Reproduce each of the rows below verbatim, line for line, with no changes.
•••
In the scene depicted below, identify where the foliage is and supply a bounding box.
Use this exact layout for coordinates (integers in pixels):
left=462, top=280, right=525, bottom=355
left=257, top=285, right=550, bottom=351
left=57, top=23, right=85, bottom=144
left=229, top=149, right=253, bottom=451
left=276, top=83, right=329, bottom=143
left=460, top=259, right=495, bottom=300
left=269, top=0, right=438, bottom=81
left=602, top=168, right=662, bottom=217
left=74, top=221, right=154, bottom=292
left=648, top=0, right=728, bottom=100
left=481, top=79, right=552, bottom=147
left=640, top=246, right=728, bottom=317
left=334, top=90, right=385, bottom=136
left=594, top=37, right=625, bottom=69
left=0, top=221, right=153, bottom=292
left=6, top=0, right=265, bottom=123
•••
• **Exercise result**:
In the scene depicted below, identify where the foliage is and supply a bounding box.
Use this exact layout for coordinates (integers in pixels):
left=462, top=280, right=525, bottom=355
left=257, top=285, right=550, bottom=351
left=57, top=23, right=85, bottom=144
left=229, top=149, right=253, bottom=451
left=276, top=83, right=329, bottom=143
left=460, top=259, right=495, bottom=300
left=269, top=0, right=438, bottom=81
left=602, top=168, right=662, bottom=217
left=74, top=221, right=154, bottom=292
left=648, top=0, right=728, bottom=100
left=481, top=79, right=552, bottom=147
left=640, top=246, right=728, bottom=317
left=334, top=90, right=385, bottom=136
left=594, top=37, right=625, bottom=69
left=0, top=221, right=153, bottom=292
left=6, top=0, right=265, bottom=123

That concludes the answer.